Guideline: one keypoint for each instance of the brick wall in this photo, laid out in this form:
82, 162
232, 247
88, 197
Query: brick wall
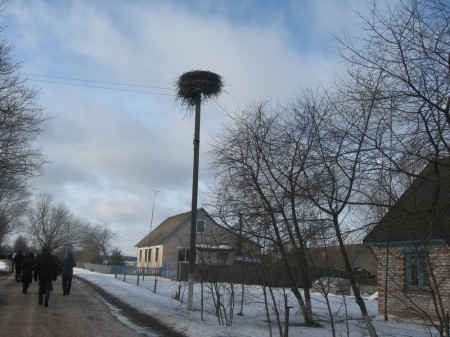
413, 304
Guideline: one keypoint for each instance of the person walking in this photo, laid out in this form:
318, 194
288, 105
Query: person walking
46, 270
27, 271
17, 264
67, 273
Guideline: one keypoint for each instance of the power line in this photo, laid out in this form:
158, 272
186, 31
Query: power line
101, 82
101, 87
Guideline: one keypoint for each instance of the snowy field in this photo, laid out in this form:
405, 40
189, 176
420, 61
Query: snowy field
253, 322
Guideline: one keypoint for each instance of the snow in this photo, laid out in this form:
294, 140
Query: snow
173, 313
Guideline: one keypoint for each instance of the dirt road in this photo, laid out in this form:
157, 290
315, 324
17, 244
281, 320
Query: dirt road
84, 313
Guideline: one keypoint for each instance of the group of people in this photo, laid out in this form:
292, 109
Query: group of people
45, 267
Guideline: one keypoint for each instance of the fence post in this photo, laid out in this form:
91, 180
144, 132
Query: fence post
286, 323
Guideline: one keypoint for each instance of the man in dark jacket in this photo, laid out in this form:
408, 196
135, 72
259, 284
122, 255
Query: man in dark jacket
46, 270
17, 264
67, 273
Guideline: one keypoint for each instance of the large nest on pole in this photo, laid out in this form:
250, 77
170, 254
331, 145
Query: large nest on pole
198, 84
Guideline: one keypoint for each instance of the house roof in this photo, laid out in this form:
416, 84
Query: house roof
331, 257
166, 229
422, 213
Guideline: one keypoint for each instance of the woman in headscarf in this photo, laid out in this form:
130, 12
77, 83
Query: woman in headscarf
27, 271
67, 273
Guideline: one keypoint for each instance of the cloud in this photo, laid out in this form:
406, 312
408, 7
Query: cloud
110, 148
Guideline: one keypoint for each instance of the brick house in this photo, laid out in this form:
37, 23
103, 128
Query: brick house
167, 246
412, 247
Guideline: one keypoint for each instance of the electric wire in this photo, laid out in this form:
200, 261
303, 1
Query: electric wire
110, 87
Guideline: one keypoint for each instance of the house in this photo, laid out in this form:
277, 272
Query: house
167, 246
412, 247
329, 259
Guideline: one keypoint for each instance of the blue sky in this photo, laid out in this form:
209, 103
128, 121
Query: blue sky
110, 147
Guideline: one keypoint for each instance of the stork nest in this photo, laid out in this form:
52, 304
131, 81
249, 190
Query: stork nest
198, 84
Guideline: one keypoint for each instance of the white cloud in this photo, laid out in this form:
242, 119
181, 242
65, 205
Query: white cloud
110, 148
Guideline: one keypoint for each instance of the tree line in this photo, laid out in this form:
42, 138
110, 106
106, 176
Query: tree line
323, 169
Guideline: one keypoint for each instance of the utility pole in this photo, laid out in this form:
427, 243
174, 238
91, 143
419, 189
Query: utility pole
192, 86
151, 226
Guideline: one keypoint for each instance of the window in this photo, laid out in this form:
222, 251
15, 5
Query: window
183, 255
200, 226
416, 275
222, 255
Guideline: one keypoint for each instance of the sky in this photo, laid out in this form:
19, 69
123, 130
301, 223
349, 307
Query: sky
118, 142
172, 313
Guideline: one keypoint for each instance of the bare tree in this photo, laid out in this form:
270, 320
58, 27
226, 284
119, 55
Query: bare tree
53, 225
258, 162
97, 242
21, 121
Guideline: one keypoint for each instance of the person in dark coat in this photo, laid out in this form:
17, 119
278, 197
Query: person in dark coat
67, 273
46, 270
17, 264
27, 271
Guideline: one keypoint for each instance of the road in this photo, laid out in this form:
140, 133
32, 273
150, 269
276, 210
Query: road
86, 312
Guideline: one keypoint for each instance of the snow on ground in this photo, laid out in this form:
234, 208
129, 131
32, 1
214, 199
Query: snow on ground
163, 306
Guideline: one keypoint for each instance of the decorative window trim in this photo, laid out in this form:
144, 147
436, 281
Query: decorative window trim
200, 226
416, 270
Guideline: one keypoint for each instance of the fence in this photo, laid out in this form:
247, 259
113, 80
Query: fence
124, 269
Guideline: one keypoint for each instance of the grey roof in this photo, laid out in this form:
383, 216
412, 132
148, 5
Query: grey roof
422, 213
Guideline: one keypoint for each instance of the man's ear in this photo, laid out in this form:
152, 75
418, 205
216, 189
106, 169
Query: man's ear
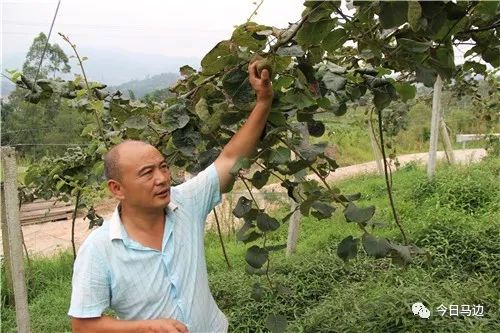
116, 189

──────────

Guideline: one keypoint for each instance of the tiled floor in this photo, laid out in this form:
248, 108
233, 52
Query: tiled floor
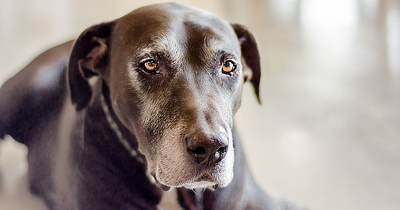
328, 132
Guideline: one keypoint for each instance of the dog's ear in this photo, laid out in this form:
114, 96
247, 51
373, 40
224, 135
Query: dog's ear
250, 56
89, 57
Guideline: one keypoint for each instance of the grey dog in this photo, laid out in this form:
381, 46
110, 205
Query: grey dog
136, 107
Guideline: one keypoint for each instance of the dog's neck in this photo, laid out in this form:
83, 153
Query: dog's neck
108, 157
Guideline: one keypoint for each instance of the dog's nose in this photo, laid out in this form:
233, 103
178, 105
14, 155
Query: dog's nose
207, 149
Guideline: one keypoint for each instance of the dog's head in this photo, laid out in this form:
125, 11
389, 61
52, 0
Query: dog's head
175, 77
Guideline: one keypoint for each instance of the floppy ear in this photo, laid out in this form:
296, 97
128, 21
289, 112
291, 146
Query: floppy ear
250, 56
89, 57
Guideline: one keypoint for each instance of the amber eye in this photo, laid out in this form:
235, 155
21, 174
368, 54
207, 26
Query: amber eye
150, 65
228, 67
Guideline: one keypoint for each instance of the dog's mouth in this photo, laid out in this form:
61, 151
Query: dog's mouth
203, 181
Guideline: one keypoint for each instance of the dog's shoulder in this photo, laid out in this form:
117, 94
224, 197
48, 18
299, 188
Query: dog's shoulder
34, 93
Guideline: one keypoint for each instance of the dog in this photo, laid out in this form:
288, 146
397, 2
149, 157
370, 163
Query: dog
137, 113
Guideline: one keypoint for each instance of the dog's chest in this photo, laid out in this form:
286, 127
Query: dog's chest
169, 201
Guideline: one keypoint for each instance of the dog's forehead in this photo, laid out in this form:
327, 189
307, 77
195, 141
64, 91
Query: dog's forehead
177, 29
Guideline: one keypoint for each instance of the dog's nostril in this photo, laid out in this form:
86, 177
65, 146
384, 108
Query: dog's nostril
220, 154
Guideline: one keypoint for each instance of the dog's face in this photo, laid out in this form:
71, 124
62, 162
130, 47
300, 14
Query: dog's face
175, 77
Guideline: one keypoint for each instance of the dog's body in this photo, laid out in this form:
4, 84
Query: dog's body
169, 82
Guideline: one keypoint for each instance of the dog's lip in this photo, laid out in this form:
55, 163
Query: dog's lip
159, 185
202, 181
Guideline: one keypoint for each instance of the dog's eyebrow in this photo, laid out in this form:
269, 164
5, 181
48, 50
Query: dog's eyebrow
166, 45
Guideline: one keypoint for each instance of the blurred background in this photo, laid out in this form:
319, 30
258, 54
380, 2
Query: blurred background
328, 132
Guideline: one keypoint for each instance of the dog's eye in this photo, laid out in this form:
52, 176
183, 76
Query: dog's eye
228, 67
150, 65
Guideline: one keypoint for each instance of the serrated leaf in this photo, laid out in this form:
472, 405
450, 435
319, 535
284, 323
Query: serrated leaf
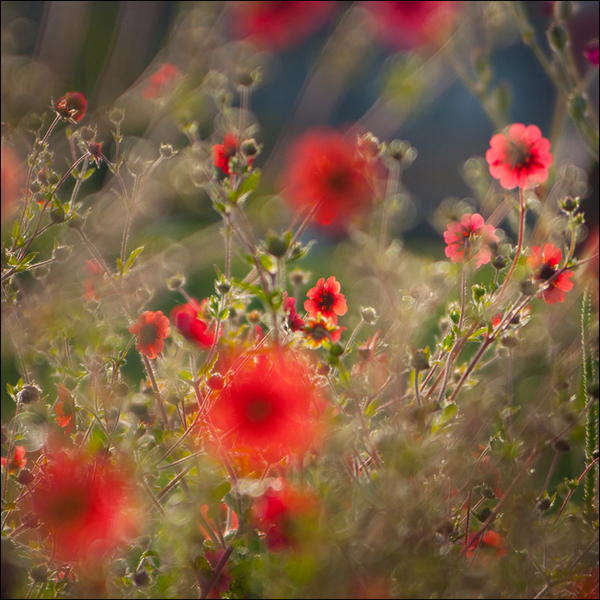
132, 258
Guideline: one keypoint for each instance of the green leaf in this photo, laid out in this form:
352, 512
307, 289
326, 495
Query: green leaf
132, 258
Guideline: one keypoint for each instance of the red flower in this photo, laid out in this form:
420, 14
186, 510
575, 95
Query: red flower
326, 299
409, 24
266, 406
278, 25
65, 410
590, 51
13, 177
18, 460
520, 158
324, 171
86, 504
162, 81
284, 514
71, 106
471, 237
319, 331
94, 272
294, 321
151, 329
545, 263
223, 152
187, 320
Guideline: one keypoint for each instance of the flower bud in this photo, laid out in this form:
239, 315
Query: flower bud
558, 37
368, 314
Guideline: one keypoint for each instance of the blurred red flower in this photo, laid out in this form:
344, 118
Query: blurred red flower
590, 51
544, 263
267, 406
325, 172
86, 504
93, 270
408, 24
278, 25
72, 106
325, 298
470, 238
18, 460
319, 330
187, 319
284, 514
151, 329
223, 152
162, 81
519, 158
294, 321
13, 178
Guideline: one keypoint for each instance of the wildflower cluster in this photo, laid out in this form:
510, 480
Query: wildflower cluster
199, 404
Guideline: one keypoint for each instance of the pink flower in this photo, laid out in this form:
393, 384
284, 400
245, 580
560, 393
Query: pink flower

──────────

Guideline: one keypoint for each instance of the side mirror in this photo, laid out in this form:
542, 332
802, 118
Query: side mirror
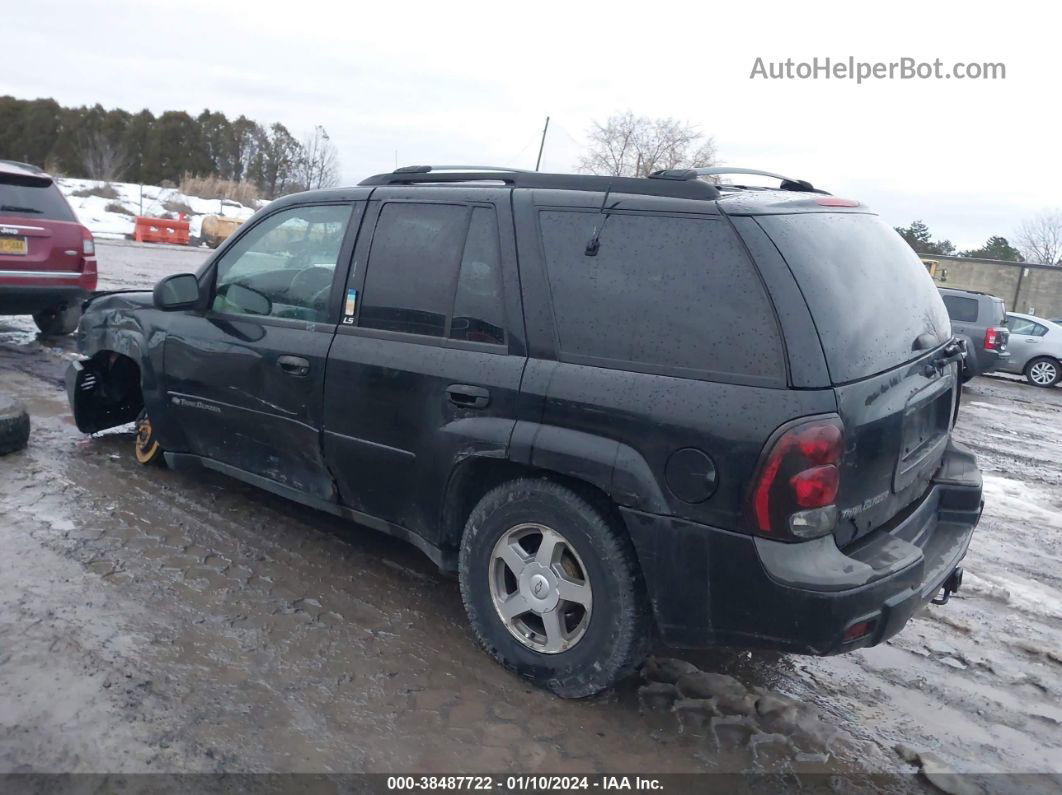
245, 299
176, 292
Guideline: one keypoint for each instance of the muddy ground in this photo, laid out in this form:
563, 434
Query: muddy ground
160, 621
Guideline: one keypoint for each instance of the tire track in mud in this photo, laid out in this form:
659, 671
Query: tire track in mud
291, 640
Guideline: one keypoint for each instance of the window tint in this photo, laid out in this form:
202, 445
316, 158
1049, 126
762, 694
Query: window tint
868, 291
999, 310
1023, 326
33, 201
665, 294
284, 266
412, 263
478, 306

──────────

__Task directions__: Collect every line of the entries above that contains the word "mouth", treating uppercase and lowercase letters as different.

__Right answer__:
Guideline: one keypoint for each instance of the dog's mouth in this photo, laid out in this form:
Query: dog's mouth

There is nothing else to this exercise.